__Richiesta A__. Traduci in inglese la seguente frase del brano sulla sentenza in materia di detrazioni IVA riportato più sotto: «La CI.PRO Sicilia s.p.a. chiede la cassazione di tale sentenza sulla base di quattro motivi, senza resistenza dalla parte dell’Amministrazione intimata.»
==============================
Cass. civ. Sez. V, Sent., 04-03-2011, n. 5198 detrazioni

Sentenza scelta dal dott. Domenico Cirasole direttore del sito giuridico http://www.gadit.it/

Svolgimento del processo

La Commissione Tributaria Regionale della Sicilia, riformando con sentenza 22 marzo 2005 la sentenza di primo grado, ha confermato la legittimità dell’avviso di rettifica relativo a diniego di detrazione IVA per l’anno 1993, con intimazione di pagamento di L. 478.992.000 oltre sanzioni, emesso nei confronti della CI.PRO s.p.a. con riferimento a fattura del (OMISSIS) emessa dalla SIDAC s.p.a.

(poi ARANCA Industria) per "acconto" su future forniture, considerate operazioni inesistenti, non sussistendo nè l’esibizione delle bolle di accompagnamento, nè il mancato storno, ed essendo la documentazione relativa insufficiente a provare l’effettività delle operazioni genericamente descritte. La Commissione Regionale, disattendendo le argomentazioni dei giudici di primo grado secondo cui la CI.PRO faceva parte del gruppo SIDAC e che le operazioni infragruppo avevano comunque successivamente pareggiato l’ammontare della fattura in contestazione, ha in particolare ribadito che la CI.PRO non ha mai chiarito l’oggetto dell’operazione omettendo di indicare che cosa avesse acquistato dalla SIDAC. La CI.PRO Sicilia s.p.a. chiede la cassazione di tale sentenza sulla base di quattro motivi, senza resistenza dalla parte dell’Amministrazione intimata.
Motivi della decisione

Col primo motivo la ricorrente denuncia la violazione del D.Lgs. n. 546 del 1992, art. 16, comma 2, art. 53, comma 2 e art. 20, comma 1 anche in combinato disposto, oltre a vizio di motivazione della sentenza impugnata in ordine alla ritenuta ammissibilità dell’appello dell’Agenzia, notificato a mezzo del Messo dell’Ufficio, modalità non consentita dal D.Lgs. n. 546 del 1992, artt. 53 e 20.
==============================
__Richiesta B__. Ripeti per intero tutte le righe dei record che seguono, senza ometterne alcuna. Moltiplica per 1,6 ogni valore delle coordinate indicate e arrotonda all'intero, con le metà per eccesso.

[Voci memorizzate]
==============================
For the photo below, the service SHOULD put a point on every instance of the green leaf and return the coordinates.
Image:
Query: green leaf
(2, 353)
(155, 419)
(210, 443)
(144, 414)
==============================
__Soluzione A__. CI.PRO Sicilia s.p.a. seeks the cassation of that judgment on four grounds, without resistance from the respondent Administration.

__Soluzione B__.
For the photo below, the service SHOULD put a point on every instance of the green leaf and return the coordinates.
Image:
Query: green leaf
(3, 565)
(248, 670)
(336, 709)
(230, 662)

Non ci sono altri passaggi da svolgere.